- **GOAL OF THE EXERCISE**
Copy the records below line for line, without changing anything.

(Object point labels)
begin

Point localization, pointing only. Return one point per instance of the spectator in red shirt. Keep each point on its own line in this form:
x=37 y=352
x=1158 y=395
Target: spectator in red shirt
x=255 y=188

end

- **RESULT OF THE EXERCISE**
Point localization, pointing only. Return one point per instance of the spectator in red shirt. Keep each point on its own line in this form:
x=37 y=352
x=1158 y=395
Target: spectator in red shirt
x=255 y=188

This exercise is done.